#### Source extract

---------------

Question 12. How can I copy multiple pages from one document into
another? How can I check if doc and doc2 point to different files? Do
I have to create a vector of source pages from doc2 and then call
doc.ImportPages?

void PDDocInsertPages(PDDoc doc, ASInt32 mergeAfterThisPage, PDDoc
doc2, ASInt32 startPage, ASInt32 numPages, ASUns16 insertFlags,
ProgressMonitor progMon, void*
progMonClientData, CancelProc cancelProc, void* cancelProcClientData)
{
???
}

When calling PDDocInsertPages, the last 4 parameters are always NULL
in our code.

Question 13. Is there a good way to create a temporary copy of a
currently opened document? Currently we do something like this:

PDDoc PDDocCreate()

---------------

#### Stored data
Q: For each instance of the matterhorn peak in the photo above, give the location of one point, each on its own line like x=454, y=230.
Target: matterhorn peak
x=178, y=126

---------------

#### Task directions
Write out the passage on copying document pages between "Question 12. How" and "cancelProc, void* cancelProcClientData)", inclusive. The listing is not used in this exercise.

#### The output
Question 12. How can I copy multiple pages from one document into
another? How can I check if doc and doc2 point to different files? Do
I have to create a vector of source pages from doc2 and then call
doc.ImportPages?

void PDDocInsertPages(PDDoc doc, ASInt32 mergeAfterThisPage, PDDoc
doc2, ASInt32 startPage, ASInt32 numPages, ASUns16 insertFlags,
ProgressMonitor progMon, void*
progMonClientData, CancelProc cancelProc, void* cancelProcClientData)